Brief: Rewrite every line of the entries below as a Markdown table with two columns, Row and Line, numbering each row and leaving out any blank lines.

--------------------------------

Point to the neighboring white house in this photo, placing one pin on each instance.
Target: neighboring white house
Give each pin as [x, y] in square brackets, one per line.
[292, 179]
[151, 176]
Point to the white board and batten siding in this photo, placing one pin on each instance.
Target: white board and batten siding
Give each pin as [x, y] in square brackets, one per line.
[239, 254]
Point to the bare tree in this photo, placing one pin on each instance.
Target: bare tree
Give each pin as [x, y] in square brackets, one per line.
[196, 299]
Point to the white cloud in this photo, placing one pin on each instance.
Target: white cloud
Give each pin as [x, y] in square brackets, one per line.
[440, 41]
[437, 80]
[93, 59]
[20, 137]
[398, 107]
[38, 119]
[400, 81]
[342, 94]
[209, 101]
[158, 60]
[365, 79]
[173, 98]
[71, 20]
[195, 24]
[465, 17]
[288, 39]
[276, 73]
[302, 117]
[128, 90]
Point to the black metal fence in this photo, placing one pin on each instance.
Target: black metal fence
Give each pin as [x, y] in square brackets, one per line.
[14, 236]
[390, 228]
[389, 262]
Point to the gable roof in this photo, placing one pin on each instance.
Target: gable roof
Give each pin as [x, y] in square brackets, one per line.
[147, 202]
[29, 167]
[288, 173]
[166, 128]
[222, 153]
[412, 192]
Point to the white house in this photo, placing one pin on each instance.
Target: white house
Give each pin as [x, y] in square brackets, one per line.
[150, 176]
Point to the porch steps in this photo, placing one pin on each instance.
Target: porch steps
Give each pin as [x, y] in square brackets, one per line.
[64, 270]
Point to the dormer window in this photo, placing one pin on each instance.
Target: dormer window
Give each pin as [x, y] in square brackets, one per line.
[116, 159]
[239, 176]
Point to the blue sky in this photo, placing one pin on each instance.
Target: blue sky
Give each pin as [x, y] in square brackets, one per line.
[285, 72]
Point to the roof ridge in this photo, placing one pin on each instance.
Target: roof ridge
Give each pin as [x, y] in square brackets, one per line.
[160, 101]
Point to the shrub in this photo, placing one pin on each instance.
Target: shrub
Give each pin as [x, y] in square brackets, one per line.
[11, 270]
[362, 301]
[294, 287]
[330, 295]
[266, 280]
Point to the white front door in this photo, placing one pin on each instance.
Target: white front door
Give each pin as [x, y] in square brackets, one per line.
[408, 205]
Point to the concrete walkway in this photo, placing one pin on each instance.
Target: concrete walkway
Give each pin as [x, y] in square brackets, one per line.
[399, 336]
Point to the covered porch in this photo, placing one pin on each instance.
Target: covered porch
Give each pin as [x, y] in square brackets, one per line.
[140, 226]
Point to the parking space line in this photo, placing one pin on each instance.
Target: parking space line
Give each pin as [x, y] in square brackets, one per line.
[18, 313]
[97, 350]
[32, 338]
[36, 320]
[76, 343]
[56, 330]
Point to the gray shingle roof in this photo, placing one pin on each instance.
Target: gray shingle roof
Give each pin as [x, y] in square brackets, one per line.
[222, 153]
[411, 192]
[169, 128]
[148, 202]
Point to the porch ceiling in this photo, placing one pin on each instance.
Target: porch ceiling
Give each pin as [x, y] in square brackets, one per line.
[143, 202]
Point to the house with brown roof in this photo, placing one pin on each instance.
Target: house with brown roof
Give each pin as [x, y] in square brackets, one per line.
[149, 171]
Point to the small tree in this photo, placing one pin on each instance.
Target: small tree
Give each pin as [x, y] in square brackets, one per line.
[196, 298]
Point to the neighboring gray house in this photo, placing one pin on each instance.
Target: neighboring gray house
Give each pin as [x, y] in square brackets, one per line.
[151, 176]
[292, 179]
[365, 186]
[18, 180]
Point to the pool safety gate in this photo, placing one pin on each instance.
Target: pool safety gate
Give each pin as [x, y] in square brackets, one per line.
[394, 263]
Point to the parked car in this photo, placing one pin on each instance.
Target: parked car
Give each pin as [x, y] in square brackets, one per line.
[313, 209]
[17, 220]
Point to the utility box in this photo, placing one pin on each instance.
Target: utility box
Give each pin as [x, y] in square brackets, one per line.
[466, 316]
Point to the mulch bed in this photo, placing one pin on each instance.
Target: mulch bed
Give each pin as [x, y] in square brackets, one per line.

--------------------------------

Answer below:
| Row | Line |
|---|---|
| 1 | Point to the neighboring white house in this photo, placing one pin on each instance. |
| 2 | Target: neighboring white house |
| 3 | Give each pin as [x, y] in square brackets, one per line. |
| 4 | [292, 179] |
| 5 | [151, 176] |
| 6 | Point to the white board and batten siding in this photo, placing one pin on each instance. |
| 7 | Target: white board and batten siding |
| 8 | Give each pin as [x, y] in square brackets, one per line. |
| 9 | [239, 254] |
| 10 | Point to the bare tree in this photo, placing one pin on each instance. |
| 11 | Target: bare tree |
| 12 | Give each pin as [x, y] in square brackets, one per line. |
| 13 | [196, 299] |
| 14 | Point to the white cloud in this photo, placing one pin on each instance. |
| 15 | Target: white cloud |
| 16 | Give each pin as [x, y] in square brackets, one per line. |
| 17 | [440, 41] |
| 18 | [437, 80] |
| 19 | [93, 59] |
| 20 | [20, 137] |
| 21 | [398, 107] |
| 22 | [38, 119] |
| 23 | [400, 81] |
| 24 | [342, 94] |
| 25 | [209, 101] |
| 26 | [158, 60] |
| 27 | [365, 79] |
| 28 | [173, 98] |
| 29 | [71, 20] |
| 30 | [195, 24] |
| 31 | [465, 17] |
| 32 | [288, 39] |
| 33 | [276, 73] |
| 34 | [302, 117] |
| 35 | [128, 90] |
| 36 | Point to the black metal fence in this photo, placing one pin on each instance. |
| 37 | Target: black metal fence |
| 38 | Give each pin as [x, y] in square brackets, one per line. |
| 39 | [14, 236] |
| 40 | [390, 228] |
| 41 | [389, 262] |
| 42 | Point to the gable roof in this photo, placing one pin on each instance. |
| 43 | Target: gable roof |
| 44 | Give each pin as [x, y] in square brackets, one per line. |
| 45 | [147, 202] |
| 46 | [29, 167] |
| 47 | [288, 173] |
| 48 | [166, 128] |
| 49 | [222, 153] |
| 50 | [412, 192] |
| 51 | Point to the white house in this photo, placing one pin on each instance. |
| 52 | Target: white house |
| 53 | Give each pin as [x, y] in square brackets, one per line. |
| 54 | [150, 176] |
| 55 | Point to the porch steps in this photo, placing one pin on each instance. |
| 56 | Target: porch steps |
| 57 | Give each pin as [x, y] in square brackets, one per line. |
| 58 | [64, 270] |
| 59 | Point to the dormer window in this photo, placing one pin on each instance. |
| 60 | Target: dormer window |
| 61 | Give each pin as [x, y] in square brackets, one per line. |
| 62 | [116, 159] |
| 63 | [239, 176] |
| 64 | Point to the blue sky in this photo, placing one pin on each instance. |
| 65 | Target: blue sky |
| 66 | Give each pin as [x, y] in square brackets, one per line. |
| 67 | [285, 72] |
| 68 | Point to the roof ridge in this photo, placing one pin on each instance. |
| 69 | Target: roof ridge |
| 70 | Give each pin as [x, y] in square brackets, one per line. |
| 71 | [160, 101] |
| 72 | Point to the shrub in this photo, placing one pin on each instance. |
| 73 | Target: shrub |
| 74 | Give each pin as [x, y] in square brackets, one per line. |
| 75 | [11, 270] |
| 76 | [362, 301] |
| 77 | [294, 287] |
| 78 | [330, 295] |
| 79 | [266, 280] |
| 80 | Point to the white front door in this photo, placing one pin on each instance. |
| 81 | Target: white front door |
| 82 | Give each pin as [x, y] in square brackets, one per line. |
| 83 | [408, 205] |
| 84 | Point to the concrete walkway in this photo, placing one pin on each instance. |
| 85 | Target: concrete walkway |
| 86 | Give each pin as [x, y] in square brackets, one per line. |
| 87 | [399, 336] |
| 88 | Point to the covered porch in this photo, placing one pin on each instance. |
| 89 | Target: covered porch |
| 90 | Give each pin as [x, y] in square brackets, one per line. |
| 91 | [140, 226] |
| 92 | Point to the parking space line in this photo, placing one pin on each instance. |
| 93 | Target: parking space line |
| 94 | Give each pin as [x, y] in square brackets, one per line. |
| 95 | [18, 313] |
| 96 | [97, 350] |
| 97 | [32, 338] |
| 98 | [36, 320] |
| 99 | [76, 343] |
| 100 | [56, 330] |
| 101 | Point to the gray shingle roof in this photo, placing one pin on each instance. |
| 102 | Target: gray shingle roof |
| 103 | Give each pin as [x, y] in square brackets, one per line. |
| 104 | [222, 153] |
| 105 | [411, 192] |
| 106 | [169, 128] |
| 107 | [148, 202] |
| 108 | Point to the porch ceiling in this photo, placing one pin on each instance. |
| 109 | Target: porch ceiling |
| 110 | Give each pin as [x, y] in square brackets, one per line. |
| 111 | [143, 202] |
| 112 | Point to the house with brown roof in this photo, placing one pin on each instance. |
| 113 | Target: house with brown roof |
| 114 | Give each pin as [x, y] in square brackets, one per line. |
| 115 | [149, 171] |
| 116 | Point to the small tree in this photo, placing one pin on each instance. |
| 117 | Target: small tree |
| 118 | Give each pin as [x, y] in square brackets, one per line. |
| 119 | [196, 298] |
| 120 | Point to the neighboring gray house in this photo, placing one pin on each instance. |
| 121 | Target: neighboring gray house |
| 122 | Give each pin as [x, y] in square brackets, one per line. |
| 123 | [151, 176] |
| 124 | [292, 179] |
| 125 | [365, 186] |
| 126 | [18, 180] |
| 127 | Point to the pool safety gate in this photo, placing one pin on each instance. |
| 128 | Target: pool safety gate |
| 129 | Give each pin as [x, y] in square brackets, one per line. |
| 130 | [394, 263] |
| 131 | Point to the parked car in this photo, placing one pin on each instance. |
| 132 | Target: parked car |
| 133 | Give each pin as [x, y] in square brackets, one per line. |
| 134 | [313, 209] |
| 135 | [17, 220] |
| 136 | Point to the utility box in this photo, placing one pin on each instance. |
| 137 | Target: utility box |
| 138 | Give each pin as [x, y] in square brackets, one per line. |
| 139 | [466, 316] |
| 140 | Point to the mulch bed in this photo, placing one pin on each instance. |
| 141 | Target: mulch bed |
| 142 | Give each pin as [x, y] in square brackets, one per line. |